[BEGIN]
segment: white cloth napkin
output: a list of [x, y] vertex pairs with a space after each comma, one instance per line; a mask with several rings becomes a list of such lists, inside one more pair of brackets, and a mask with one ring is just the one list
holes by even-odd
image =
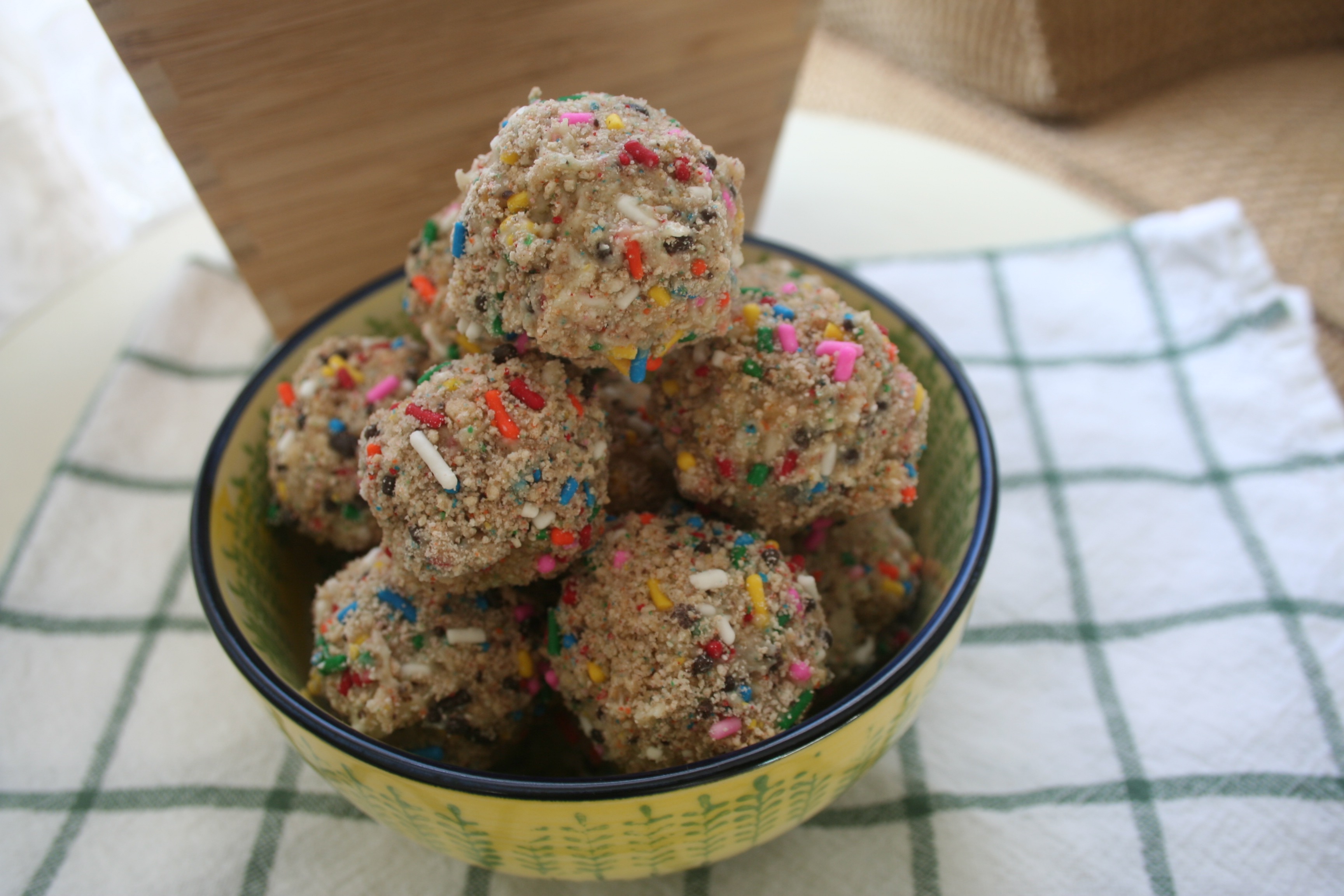
[[552, 884], [367, 821], [208, 631], [190, 486], [266, 339], [190, 267], [0, 578], [3, 893], [1332, 893], [1344, 881], [1344, 414], [1230, 201], [856, 266], [964, 360], [1003, 472], [964, 646], [806, 826]]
[END]
_OBJECTIVE_.
Copy every line of the records above word for word, omitting the pictures.

_THE REPLY_.
segment: white cloth napkin
output: a list of [x, y] vertex pairs with a space after each comma, one instance per line; a mask with several rings becomes a list of such lists, inside one more pair of brackets, and a mask with one ring is just the one list
holes by even-odd
image =
[[552, 884], [367, 821], [208, 631], [190, 486], [266, 339], [190, 267], [0, 578], [3, 893], [1332, 893], [1344, 881], [1344, 414], [1230, 201], [856, 266], [964, 360], [1003, 472], [964, 646], [806, 826]]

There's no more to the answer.